▶ [YOUR INSTRUCTIONS]: All records after this line are to be returned verbatim.

--- EXCERPTED DATA ---

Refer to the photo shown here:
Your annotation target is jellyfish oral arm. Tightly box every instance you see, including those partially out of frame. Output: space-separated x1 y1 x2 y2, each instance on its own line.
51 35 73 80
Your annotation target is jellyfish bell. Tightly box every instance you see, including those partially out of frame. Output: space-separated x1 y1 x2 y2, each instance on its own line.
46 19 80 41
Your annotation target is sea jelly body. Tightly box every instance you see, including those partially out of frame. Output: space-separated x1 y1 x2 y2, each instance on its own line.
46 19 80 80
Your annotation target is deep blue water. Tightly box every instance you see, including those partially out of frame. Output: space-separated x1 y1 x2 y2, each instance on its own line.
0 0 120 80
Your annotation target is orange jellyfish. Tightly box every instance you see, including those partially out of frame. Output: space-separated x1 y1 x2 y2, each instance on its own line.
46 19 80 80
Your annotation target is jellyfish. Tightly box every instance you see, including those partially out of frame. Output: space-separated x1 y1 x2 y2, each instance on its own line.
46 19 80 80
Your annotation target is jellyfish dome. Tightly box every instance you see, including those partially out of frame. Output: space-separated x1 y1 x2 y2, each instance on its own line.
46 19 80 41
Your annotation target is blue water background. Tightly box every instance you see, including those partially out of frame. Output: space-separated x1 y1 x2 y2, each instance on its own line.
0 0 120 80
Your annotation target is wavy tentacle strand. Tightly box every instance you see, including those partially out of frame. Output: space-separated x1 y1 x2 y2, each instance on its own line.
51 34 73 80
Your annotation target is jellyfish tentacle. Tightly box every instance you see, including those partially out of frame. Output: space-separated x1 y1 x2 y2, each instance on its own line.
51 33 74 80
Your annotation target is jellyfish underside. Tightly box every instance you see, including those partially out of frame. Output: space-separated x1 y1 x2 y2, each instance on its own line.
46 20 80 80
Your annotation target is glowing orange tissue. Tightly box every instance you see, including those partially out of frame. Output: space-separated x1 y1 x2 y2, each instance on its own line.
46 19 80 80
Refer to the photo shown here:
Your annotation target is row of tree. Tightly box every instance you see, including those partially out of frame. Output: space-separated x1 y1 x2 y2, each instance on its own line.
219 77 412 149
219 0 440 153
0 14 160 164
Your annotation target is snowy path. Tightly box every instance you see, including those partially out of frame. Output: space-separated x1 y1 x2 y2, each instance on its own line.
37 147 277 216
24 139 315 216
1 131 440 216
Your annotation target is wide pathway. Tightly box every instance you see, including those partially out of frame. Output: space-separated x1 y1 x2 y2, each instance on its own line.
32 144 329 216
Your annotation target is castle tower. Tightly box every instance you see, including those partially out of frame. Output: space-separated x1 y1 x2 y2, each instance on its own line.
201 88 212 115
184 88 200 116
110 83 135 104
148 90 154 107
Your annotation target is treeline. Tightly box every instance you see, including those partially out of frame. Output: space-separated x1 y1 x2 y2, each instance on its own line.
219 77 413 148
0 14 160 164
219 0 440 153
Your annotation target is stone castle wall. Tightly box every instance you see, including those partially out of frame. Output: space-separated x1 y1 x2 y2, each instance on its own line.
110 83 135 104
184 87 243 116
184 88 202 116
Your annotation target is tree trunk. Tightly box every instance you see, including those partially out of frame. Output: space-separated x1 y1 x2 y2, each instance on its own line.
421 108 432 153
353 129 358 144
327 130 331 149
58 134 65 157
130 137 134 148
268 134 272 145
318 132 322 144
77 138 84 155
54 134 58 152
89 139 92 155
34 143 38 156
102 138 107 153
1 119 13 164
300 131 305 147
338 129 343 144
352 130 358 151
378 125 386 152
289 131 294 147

---

▶ [PROBLEM SOLUTION]:
Refer to the photo shown here:
Your annotation target is jellyfish oral arm. Tightly box every instance you see, including those partially out of frame. Output: space-separated x1 y1 x2 y2, each instance on its own line.
51 35 73 80
Your annotation target is jellyfish bell. Tightly box every instance you see, including those partially out of frame. Output: space-separated x1 y1 x2 y2, each instance on its own line.
46 19 80 41
Your annotation target is sea jelly body. Tightly box every instance you see, including those partially out of frame. Output: space-separated x1 y1 x2 y2, each instance on its own line.
46 19 80 80
Your annotation target is deep blue water. Tightly box every instance you see, including those partially out of frame. Output: space-separated x1 y1 x2 y2, each instance on its own line.
0 0 120 80
Your annotation target is orange jellyfish. Tightly box every instance you see, including those partially out of frame. Output: space-separated x1 y1 x2 y2, each instance on its own line.
46 19 80 80
Your annotation target is jellyfish. Tightly box every instance you see, including those partially out of frame. Output: space-separated x1 y1 x2 y2, each instance on its own line.
46 19 80 80
Your annotation target is jellyfish dome. Tightly box every instance you see, including those partially out of frame. Output: space-separated x1 y1 x2 y2, each instance on its own line.
46 19 80 41
Your annotation target is blue water background. Tightly box every instance you see, including those partially out of frame. Output: space-separated x1 y1 x2 y2, each instance on its own line.
0 0 120 80
Your annotation target is wavy tentacle strand. Tightly box every instance you see, including those partially out of frame. Output: space-separated x1 y1 x2 y2, each instance on its own line.
51 34 73 80
Your annotation target is jellyfish tentacle. Tightly box every instance you see, including those partially out of frame. Output: space-separated x1 y1 x2 y2, each instance on its own line.
51 33 74 80
Your annotation target is jellyfish underside. Tightly box every instance you see, including those partially out of frame. Output: space-separated x1 y1 x2 y2, each instance on its own line.
46 20 80 80
Your annotation target is glowing orange tissue. Tightly box every instance you see, including those partially out of frame. Output: space-separated x1 y1 x2 y2, each instance on its own line.
46 19 80 80
Refer to the photo shown here:
Your annotation target is row of tree. Tightly box every instance you see, including those partially out of frame. Output: space-separated x1 y1 x2 y2, each instance on its own line.
219 77 412 149
219 0 440 153
0 14 160 164
Your annotation target is snowy path. Tightly box every instance you see, including those partially out of frame. Output: space-separated x1 y1 x2 y2, each instance on its own line.
37 147 277 216
24 139 315 216
1 131 440 216
Your annotation target is wide pathway. Tightly box every instance you see, including those partially out of frame. Output: space-separated x1 y1 x2 y2, each instance on its own line.
32 144 329 216
Your annotation target is castle tower. Tightly box every instance you see, including those partially out of frame. Output: space-separated x1 y1 x2 y2, each instance on its own line.
201 88 212 115
184 88 200 116
110 83 135 104
148 90 154 107
Your annotation target is treeline. Tightly box every instance you see, including those partially out of frame. Output: space-separated x1 y1 x2 y2, each instance on its own line.
219 77 413 148
0 14 160 164
219 0 440 153
Your annotation target is stone castle wall. Tightly box every instance you see, including those partially out of frame. Output: space-separated x1 y1 x2 y2, each instance on its own line.
110 83 135 104
184 87 243 116
184 88 202 116
Your annotation target is tree trunk. Tightly box every instance you see, including those partially out of frame. Output: space-separated x1 y1 x2 y2, each instance on its own line.
421 108 432 153
353 129 358 144
327 130 331 149
58 134 65 157
130 137 134 148
268 134 272 145
318 132 322 144
77 138 84 155
54 134 58 152
89 139 92 155
34 143 38 156
102 138 107 153
1 119 13 164
300 131 305 147
338 129 343 144
352 130 358 151
378 125 386 152
289 131 294 147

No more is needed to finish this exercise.